* [What the exercise asks]:
Go over the data and copy out each line with "blue" in it.

::: Input material :::

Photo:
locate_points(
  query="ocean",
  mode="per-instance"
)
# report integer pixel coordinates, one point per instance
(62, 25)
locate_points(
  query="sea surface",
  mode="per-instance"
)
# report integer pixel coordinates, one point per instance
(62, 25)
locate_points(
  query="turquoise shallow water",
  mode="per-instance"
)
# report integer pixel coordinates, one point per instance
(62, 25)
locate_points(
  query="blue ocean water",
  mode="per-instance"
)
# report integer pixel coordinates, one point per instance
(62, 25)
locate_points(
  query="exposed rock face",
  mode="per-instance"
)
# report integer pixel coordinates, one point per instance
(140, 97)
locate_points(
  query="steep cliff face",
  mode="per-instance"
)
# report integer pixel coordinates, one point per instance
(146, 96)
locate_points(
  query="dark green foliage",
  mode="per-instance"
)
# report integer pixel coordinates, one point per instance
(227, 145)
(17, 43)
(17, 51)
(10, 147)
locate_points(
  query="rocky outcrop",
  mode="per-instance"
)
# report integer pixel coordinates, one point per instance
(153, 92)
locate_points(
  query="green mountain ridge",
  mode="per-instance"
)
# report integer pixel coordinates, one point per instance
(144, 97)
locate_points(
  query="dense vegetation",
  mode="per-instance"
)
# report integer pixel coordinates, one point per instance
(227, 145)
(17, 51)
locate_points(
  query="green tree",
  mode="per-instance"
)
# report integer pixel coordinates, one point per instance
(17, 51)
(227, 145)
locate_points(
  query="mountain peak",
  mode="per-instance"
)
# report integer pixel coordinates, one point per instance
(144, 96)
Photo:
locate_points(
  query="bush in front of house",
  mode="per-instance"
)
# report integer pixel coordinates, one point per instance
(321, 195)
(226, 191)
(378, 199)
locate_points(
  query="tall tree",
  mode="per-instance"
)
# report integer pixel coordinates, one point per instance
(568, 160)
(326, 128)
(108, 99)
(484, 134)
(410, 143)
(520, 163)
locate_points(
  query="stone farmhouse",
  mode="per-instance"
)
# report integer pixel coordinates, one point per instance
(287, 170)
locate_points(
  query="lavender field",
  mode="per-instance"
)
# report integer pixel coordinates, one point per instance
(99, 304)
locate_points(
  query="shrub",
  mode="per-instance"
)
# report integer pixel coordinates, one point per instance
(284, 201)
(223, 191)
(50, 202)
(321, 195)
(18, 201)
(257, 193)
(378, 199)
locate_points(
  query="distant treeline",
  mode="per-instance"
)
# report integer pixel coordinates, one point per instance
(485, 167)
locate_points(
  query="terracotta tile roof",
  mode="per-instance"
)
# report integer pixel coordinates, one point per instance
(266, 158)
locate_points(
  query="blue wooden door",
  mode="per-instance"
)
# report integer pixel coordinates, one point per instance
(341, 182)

:::

* [Your response]:
  query="blue ocean water",
  query="blue wooden door",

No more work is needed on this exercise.